◆ Task requirements ◆
Extract every line of the entries that contains the word "leaf", treating uppercase and lowercase letters as distinct.

Image entries on named regions
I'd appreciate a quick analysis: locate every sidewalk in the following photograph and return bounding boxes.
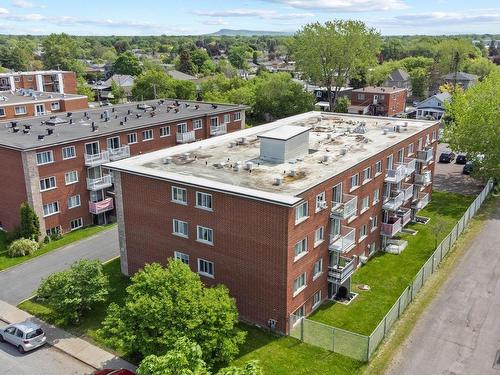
[0,300,136,371]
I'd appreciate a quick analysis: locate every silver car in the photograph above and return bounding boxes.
[0,320,47,354]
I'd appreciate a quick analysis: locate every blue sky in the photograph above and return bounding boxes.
[0,0,500,35]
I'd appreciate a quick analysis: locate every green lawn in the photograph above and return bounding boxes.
[0,224,116,271]
[310,191,474,335]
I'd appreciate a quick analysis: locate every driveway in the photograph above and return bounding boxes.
[0,227,119,305]
[388,201,500,375]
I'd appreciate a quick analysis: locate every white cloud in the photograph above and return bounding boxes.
[263,0,408,12]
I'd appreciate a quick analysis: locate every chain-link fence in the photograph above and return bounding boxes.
[290,180,493,362]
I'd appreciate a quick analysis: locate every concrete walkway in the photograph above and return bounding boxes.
[388,200,500,375]
[0,301,136,371]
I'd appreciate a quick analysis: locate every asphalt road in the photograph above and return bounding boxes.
[0,227,119,305]
[0,322,94,375]
[388,201,500,375]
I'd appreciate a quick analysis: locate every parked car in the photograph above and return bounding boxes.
[462,161,474,174]
[455,154,467,164]
[439,151,455,163]
[0,320,47,354]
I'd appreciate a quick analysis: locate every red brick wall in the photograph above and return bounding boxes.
[0,147,27,231]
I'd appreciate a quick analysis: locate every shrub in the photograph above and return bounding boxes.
[8,238,38,257]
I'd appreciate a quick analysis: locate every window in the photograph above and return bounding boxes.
[313,290,321,309]
[40,176,57,191]
[160,126,170,137]
[43,202,59,217]
[363,167,372,182]
[314,227,325,247]
[172,186,187,204]
[63,146,76,160]
[293,237,307,260]
[316,192,327,212]
[293,272,306,297]
[295,202,309,224]
[351,173,359,190]
[172,219,188,238]
[193,119,203,130]
[313,258,323,280]
[198,258,214,277]
[142,129,153,142]
[36,151,54,165]
[196,225,214,245]
[174,251,189,264]
[64,171,78,185]
[14,105,26,115]
[69,217,83,230]
[127,133,137,145]
[373,189,380,204]
[68,194,81,209]
[196,191,212,211]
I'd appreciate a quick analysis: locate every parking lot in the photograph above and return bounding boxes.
[433,143,484,195]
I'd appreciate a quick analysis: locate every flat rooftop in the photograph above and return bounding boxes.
[0,101,248,150]
[106,112,436,205]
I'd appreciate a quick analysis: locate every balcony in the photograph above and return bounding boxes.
[380,216,403,237]
[328,257,356,284]
[413,193,429,210]
[385,164,406,184]
[382,191,405,211]
[176,130,196,143]
[87,174,113,191]
[403,158,417,177]
[415,171,432,186]
[328,226,356,253]
[85,151,109,167]
[89,198,115,215]
[417,148,434,163]
[108,145,130,161]
[396,207,411,227]
[210,124,227,135]
[330,194,358,219]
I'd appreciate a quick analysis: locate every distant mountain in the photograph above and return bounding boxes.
[207,29,292,36]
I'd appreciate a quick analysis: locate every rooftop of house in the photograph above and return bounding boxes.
[106,112,436,205]
[0,99,247,150]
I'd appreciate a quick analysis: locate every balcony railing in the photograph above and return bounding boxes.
[382,191,405,211]
[417,148,433,163]
[176,130,196,143]
[328,257,356,284]
[87,174,113,191]
[330,194,358,219]
[210,124,227,135]
[396,207,411,227]
[329,226,356,253]
[89,198,115,215]
[413,193,429,210]
[415,171,432,186]
[108,145,130,160]
[385,164,406,184]
[85,151,109,167]
[381,217,402,237]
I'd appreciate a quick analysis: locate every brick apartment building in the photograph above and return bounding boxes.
[0,70,76,94]
[0,99,246,233]
[0,89,88,121]
[106,112,439,332]
[348,86,407,117]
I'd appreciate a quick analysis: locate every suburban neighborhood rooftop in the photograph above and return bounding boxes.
[106,112,436,204]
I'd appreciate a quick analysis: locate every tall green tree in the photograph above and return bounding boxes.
[446,70,500,181]
[98,259,245,367]
[294,20,380,110]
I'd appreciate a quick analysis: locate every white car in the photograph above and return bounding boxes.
[0,320,47,354]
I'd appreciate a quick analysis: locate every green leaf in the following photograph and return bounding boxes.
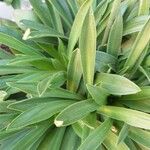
[54,99,99,127]
[123,16,148,36]
[61,126,80,150]
[87,85,110,105]
[30,0,51,26]
[49,0,73,28]
[7,100,74,130]
[79,9,96,84]
[96,73,141,95]
[67,49,82,92]
[128,128,150,148]
[107,13,123,57]
[119,86,150,101]
[0,65,37,75]
[79,119,112,150]
[96,51,117,72]
[98,106,150,129]
[67,0,93,57]
[120,99,150,113]
[138,0,150,15]
[94,0,109,25]
[0,32,42,56]
[38,127,66,150]
[37,71,64,96]
[103,129,129,150]
[117,123,129,145]
[102,0,121,45]
[124,18,150,70]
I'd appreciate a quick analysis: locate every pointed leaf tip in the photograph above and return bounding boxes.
[54,120,63,127]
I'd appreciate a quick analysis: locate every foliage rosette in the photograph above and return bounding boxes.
[0,0,150,150]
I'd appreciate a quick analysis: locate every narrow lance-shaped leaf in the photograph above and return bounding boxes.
[78,119,112,150]
[107,13,123,57]
[138,0,150,16]
[95,73,141,95]
[124,18,150,70]
[128,128,150,148]
[54,99,99,127]
[7,100,75,130]
[67,49,82,92]
[98,106,150,129]
[102,0,121,45]
[117,123,129,145]
[67,0,93,57]
[79,9,96,84]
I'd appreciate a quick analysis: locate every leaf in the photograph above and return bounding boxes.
[30,0,51,26]
[96,73,141,95]
[101,0,121,45]
[117,123,129,145]
[38,127,66,150]
[96,51,117,72]
[0,90,7,101]
[61,126,80,150]
[23,28,67,40]
[138,0,150,15]
[7,100,74,130]
[124,18,150,70]
[79,9,96,84]
[123,16,148,36]
[87,85,109,105]
[67,0,93,57]
[120,86,150,101]
[107,13,123,57]
[0,32,42,56]
[121,99,150,113]
[37,71,64,96]
[98,106,150,129]
[0,65,37,75]
[67,49,82,92]
[8,121,51,150]
[103,129,129,150]
[94,0,109,25]
[49,0,73,28]
[128,128,150,148]
[54,99,99,127]
[79,119,112,150]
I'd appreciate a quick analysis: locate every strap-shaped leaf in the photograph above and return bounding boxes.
[61,126,80,150]
[79,9,96,84]
[98,106,150,129]
[117,123,129,145]
[120,86,150,101]
[102,0,121,45]
[87,85,110,105]
[67,49,82,92]
[123,16,148,36]
[67,0,93,57]
[54,99,99,127]
[79,119,112,150]
[0,65,37,75]
[38,127,66,150]
[128,128,150,148]
[124,18,150,70]
[30,0,52,26]
[0,32,42,56]
[49,0,73,28]
[7,100,74,130]
[103,129,130,150]
[96,73,141,95]
[107,13,123,57]
[121,99,150,113]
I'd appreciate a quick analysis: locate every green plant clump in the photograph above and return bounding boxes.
[0,0,150,150]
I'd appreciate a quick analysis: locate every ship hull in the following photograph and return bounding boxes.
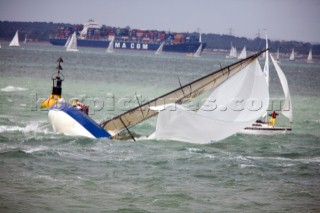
[50,38,206,53]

◆ Result of the exercise ◆
I'd appreciate a quick analysis: locate every green leaf in the following photograph and return bounding boxes.
I'd appreciate a quick analysis: locate every pointed leaf tip in the photograph above and return bounding boxes.
I'd appreciate a quick analysis: locate every narrow lance-shaped leaf in the photograph above and return bounding boxes.
I'd appreciate a quick analysis: locate every leaf in the photograph above and return bounding boxes.
I'd appreciate a quick analysis: locate every strap-shaped leaf in the photograph above and return bounding boxes.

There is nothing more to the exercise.